_Task details_
Print the material below line for line with no changes, leaving out the pictures.

_Records to process_
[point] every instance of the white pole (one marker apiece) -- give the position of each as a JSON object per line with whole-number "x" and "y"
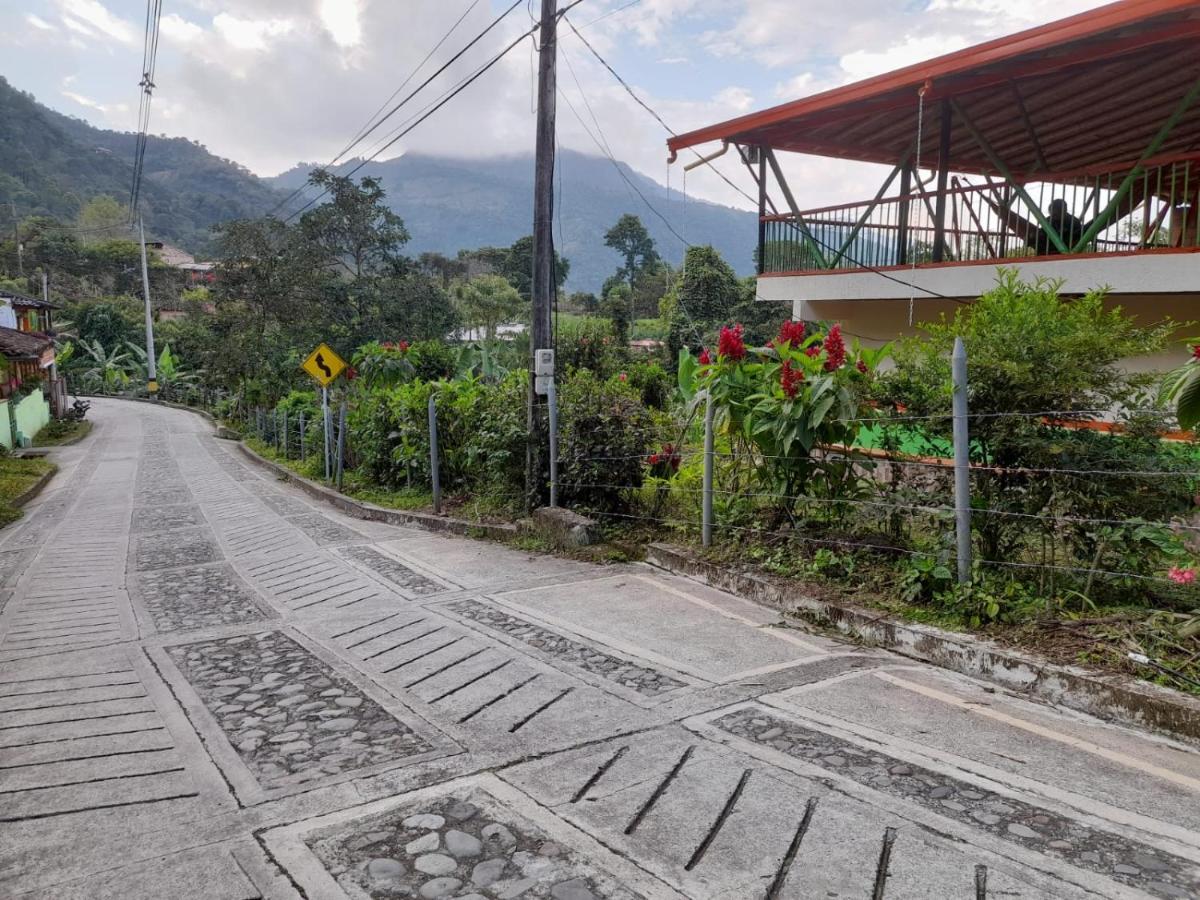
{"x": 961, "y": 461}
{"x": 324, "y": 421}
{"x": 707, "y": 522}
{"x": 552, "y": 400}
{"x": 151, "y": 371}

_Solution to the exercise_
[point] every instance of the white pole (one marker apiece) -- give the position of each as a JSON object per line with whole-number "x" and "y"
{"x": 961, "y": 461}
{"x": 324, "y": 421}
{"x": 707, "y": 522}
{"x": 552, "y": 400}
{"x": 151, "y": 371}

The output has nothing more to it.